**Given information:**
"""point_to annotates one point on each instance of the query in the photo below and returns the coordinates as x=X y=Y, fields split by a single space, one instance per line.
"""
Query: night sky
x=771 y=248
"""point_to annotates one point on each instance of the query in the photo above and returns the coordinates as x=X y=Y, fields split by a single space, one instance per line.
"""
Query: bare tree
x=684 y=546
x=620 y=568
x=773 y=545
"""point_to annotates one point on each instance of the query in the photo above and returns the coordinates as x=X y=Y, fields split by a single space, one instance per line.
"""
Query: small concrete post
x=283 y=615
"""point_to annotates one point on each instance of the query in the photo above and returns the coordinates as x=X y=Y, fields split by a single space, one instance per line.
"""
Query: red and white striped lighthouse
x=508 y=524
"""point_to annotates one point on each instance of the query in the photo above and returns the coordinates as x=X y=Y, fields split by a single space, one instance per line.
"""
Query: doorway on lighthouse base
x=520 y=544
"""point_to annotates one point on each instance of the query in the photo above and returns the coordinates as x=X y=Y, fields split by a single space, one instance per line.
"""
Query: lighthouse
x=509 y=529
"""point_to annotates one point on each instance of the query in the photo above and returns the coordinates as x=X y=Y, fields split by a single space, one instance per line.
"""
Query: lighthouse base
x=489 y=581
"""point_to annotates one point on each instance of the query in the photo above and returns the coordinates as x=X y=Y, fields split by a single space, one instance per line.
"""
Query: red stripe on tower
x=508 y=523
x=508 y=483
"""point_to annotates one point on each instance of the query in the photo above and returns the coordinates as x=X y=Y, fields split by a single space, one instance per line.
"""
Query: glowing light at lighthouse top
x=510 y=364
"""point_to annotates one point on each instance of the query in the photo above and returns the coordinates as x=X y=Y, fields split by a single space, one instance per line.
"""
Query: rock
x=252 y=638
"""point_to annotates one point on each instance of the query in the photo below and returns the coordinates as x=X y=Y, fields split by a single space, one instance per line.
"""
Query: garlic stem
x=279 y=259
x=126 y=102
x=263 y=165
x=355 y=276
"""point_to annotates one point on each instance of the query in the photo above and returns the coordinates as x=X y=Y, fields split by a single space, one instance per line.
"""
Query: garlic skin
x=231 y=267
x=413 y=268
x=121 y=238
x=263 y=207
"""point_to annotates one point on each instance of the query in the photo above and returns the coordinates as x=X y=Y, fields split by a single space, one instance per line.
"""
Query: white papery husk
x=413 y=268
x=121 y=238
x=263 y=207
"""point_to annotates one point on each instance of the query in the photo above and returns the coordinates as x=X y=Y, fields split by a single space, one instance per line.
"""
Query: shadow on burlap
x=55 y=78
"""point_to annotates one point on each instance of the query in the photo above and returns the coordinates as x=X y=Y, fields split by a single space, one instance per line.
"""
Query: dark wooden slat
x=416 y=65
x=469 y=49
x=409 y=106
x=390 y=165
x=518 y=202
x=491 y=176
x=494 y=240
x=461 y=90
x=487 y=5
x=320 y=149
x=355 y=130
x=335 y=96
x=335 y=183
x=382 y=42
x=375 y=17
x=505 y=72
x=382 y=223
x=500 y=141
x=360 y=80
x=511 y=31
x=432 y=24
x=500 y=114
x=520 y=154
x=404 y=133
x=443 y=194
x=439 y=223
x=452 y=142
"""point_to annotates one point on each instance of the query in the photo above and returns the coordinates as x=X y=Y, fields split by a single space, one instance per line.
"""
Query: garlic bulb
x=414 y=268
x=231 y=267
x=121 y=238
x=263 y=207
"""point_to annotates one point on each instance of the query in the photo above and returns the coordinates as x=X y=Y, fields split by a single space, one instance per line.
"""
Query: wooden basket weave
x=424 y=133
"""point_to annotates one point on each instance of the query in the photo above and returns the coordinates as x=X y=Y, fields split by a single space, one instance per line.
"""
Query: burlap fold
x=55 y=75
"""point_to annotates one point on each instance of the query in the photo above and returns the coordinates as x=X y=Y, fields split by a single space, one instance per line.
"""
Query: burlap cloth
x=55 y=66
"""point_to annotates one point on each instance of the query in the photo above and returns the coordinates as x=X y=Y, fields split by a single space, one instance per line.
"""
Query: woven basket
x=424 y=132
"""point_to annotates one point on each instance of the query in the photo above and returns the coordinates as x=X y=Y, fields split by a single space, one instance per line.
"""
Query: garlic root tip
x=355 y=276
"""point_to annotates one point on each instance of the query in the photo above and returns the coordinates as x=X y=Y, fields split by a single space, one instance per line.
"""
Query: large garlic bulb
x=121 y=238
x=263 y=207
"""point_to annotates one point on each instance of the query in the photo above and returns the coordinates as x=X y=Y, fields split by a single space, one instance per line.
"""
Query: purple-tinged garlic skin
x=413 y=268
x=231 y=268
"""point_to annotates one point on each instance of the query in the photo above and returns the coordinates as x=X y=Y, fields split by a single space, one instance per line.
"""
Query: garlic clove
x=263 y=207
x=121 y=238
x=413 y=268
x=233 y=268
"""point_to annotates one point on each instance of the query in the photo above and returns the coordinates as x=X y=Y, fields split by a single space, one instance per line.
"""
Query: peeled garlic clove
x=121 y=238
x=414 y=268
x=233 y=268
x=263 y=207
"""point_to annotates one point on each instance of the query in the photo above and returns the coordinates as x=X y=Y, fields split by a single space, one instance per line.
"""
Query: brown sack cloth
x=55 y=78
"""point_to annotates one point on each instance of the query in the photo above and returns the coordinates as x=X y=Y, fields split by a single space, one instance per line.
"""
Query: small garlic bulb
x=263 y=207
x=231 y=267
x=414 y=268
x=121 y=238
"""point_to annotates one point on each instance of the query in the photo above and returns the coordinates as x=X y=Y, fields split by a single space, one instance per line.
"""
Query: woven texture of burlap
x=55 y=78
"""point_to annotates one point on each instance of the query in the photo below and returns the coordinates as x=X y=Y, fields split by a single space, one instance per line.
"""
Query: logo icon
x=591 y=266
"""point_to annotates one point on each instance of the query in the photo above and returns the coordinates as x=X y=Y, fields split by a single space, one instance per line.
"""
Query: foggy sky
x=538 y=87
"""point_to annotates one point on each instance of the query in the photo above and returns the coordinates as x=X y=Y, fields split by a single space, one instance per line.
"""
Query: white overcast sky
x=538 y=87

**Work request:**
The expected response is every record, reproduced word for word.

**Your solution:**
"""point_to annotates one point on each instance of the query in the photo below and returns the coordinates as x=X y=Y, fields split by a single space, one instance per line.
"""
Query: night sky
x=771 y=248
"""point_to annotates one point on each instance of the query in the photo above and returns the coordinates as x=X y=Y, fields split by a single space, one instance per line.
"""
Query: bare tree
x=684 y=546
x=620 y=568
x=773 y=545
"""point_to annotates one point on each instance of the query in the photo above and returns the coordinates as x=X y=Y, fields split by a single space, one instance per line.
"""
Query: small concrete post
x=283 y=615
"""point_to annotates one point on each instance of the query in the photo above and returns the coordinates as x=X y=Y, fields split by a single space, one instance per line.
"""
Query: red and white striped lighthouse
x=508 y=524
"""point_to annotates one point on each instance of the query in the photo above and returns the coordinates as x=X y=Y, fields split by a single space, one instance per line.
"""
Query: doorway on lighthouse base
x=520 y=544
"""point_to annotates one point on each instance of the query in the photo above and returns the coordinates as x=X y=Y, fields split by a single space, one instance per line.
"""
Query: lighthouse
x=509 y=529
"""point_to annotates one point on each instance of the query in the photo above and returns the coordinates as x=X y=Y, fields split by a single space, one instance per line.
"""
Query: lighthouse base
x=489 y=581
"""point_to annotates one point on each instance of the query in the photo above and returns the coordinates as x=X y=Y, fields split by a single space, one instance per line.
"""
Query: red stripe on tower
x=508 y=523
x=508 y=483
"""point_to annotates one point on each instance of the query in the photo above and returns the coordinates as x=X y=Y, fields split by a single space, one instance per line.
"""
Query: glowing light at lighthouse top
x=510 y=364
"""point_to annotates one point on each instance of the query in the photo above and returns the coordinates as x=X y=Y, fields split by a single space, one instance per line.
"""
Query: rock
x=252 y=638
"""point_to annotates one point on each instance of the query in the photo below and returns the coordinates as x=X y=Y, fields split by a single space, one instance per line.
"""
Query: garlic stem
x=279 y=259
x=126 y=102
x=263 y=165
x=355 y=276
"""point_to annotates one point on each instance of the query in the photo above and returns the coordinates as x=X y=Y, fields split by a single space, one instance per line.
"""
Query: garlic skin
x=231 y=267
x=413 y=268
x=121 y=238
x=263 y=207
"""point_to annotates one point on each instance of the query in the photo above and returns the coordinates as x=X y=Y, fields split by a single space, one instance per line.
"""
Query: white papery husk
x=413 y=268
x=121 y=238
x=263 y=207
"""point_to annotates one point on each instance of the query in the photo above and returns the coordinates as x=X y=Y, fields split by a single space, one instance per line.
"""
Query: shadow on burlap
x=55 y=78
"""point_to annotates one point on each instance of the query in the photo above and returns the coordinates as x=X y=Y, fields split by a single space, one instance per line.
"""
Query: dark wooden slat
x=416 y=65
x=469 y=49
x=409 y=106
x=390 y=165
x=518 y=202
x=491 y=176
x=494 y=240
x=461 y=90
x=487 y=5
x=320 y=149
x=355 y=130
x=335 y=96
x=335 y=183
x=382 y=42
x=375 y=17
x=505 y=72
x=382 y=223
x=500 y=141
x=360 y=80
x=511 y=31
x=432 y=24
x=500 y=114
x=520 y=154
x=404 y=133
x=443 y=194
x=439 y=223
x=452 y=142
"""point_to annotates one point on each instance of the query in the photo above and returns the coordinates as x=X y=Y, fields split by a single space, one instance per line.
"""
Query: garlic bulb
x=414 y=268
x=231 y=267
x=121 y=238
x=263 y=207
"""point_to annotates one point on each instance of the query in the photo above and returns the coordinates as x=X y=Y, fields split by a single space, one instance per line.
"""
Query: wooden basket weave
x=424 y=133
"""point_to annotates one point on each instance of the query in the photo above and returns the coordinates as x=X y=Y, fields split by a single space, one instance per line.
"""
Query: burlap fold
x=55 y=75
"""point_to annotates one point on each instance of the query in the photo above and returns the coordinates as x=X y=Y, fields split by a single space, one instance per line.
"""
Query: burlap cloth
x=55 y=66
"""point_to annotates one point on each instance of the query in the photo above and returns the coordinates as x=X y=Y, fields split by a single space, one instance per line.
"""
Query: woven basket
x=424 y=132
"""point_to annotates one point on each instance of the query in the photo above and returns the coordinates as x=X y=Y, fields split by a single space, one instance per line.
"""
Query: garlic root tip
x=355 y=276
"""point_to annotates one point on each instance of the query in the photo above and returns the coordinates as x=X y=Y, fields split by a single space, one instance per line.
"""
Query: large garlic bulb
x=121 y=238
x=263 y=207
"""point_to annotates one point on each instance of the query in the photo above and returns the coordinates as x=X y=Y, fields split by a single space, one instance per line.
"""
Query: purple-tinged garlic skin
x=413 y=268
x=231 y=268
"""point_to annotates one point on each instance of the query in the photo above and returns the coordinates as x=X y=Y, fields split by a single space, one instance per line.
"""
Query: garlic clove
x=263 y=207
x=121 y=238
x=413 y=268
x=233 y=268
"""point_to annotates one point on each instance of the query in the photo above and returns the coordinates as x=X y=Y, fields split by a single space, one instance per line.
"""
Query: peeled garlic clove
x=121 y=238
x=414 y=268
x=233 y=268
x=263 y=207
"""point_to annotates one point on each instance of the query in the photo above and returns the coordinates as x=X y=Y, fields split by a single space, one instance per line.
"""
Query: brown sack cloth
x=55 y=78
"""point_to annotates one point on each instance of the query in the photo above and returns the coordinates as x=X y=Y, fields split by a single space, one instance per line.
"""
Query: small garlic bulb
x=263 y=207
x=231 y=267
x=414 y=268
x=121 y=238
"""point_to annotates one point on each instance of the query in the photo above and returns the coordinates as x=X y=Y, fields split by a single space, one instance per line.
"""
Query: woven texture of burlap
x=55 y=78
"""point_to annotates one point on each instance of the query in the photo below and returns the coordinates as x=X y=Y, fields split by a single space, one instance per line.
"""
Query: logo icon
x=591 y=266
"""point_to annotates one point on each instance of the query in the photo above and returns the coordinates as x=X y=Y, fields split by a single space, one instance per line.
"""
Query: foggy sky
x=538 y=87
"""point_to annotates one point on each instance of the query in the photo above and returns the coordinates as x=X y=Y, fields split by a single space, one instance per line.
"""
Query: white overcast sky
x=538 y=87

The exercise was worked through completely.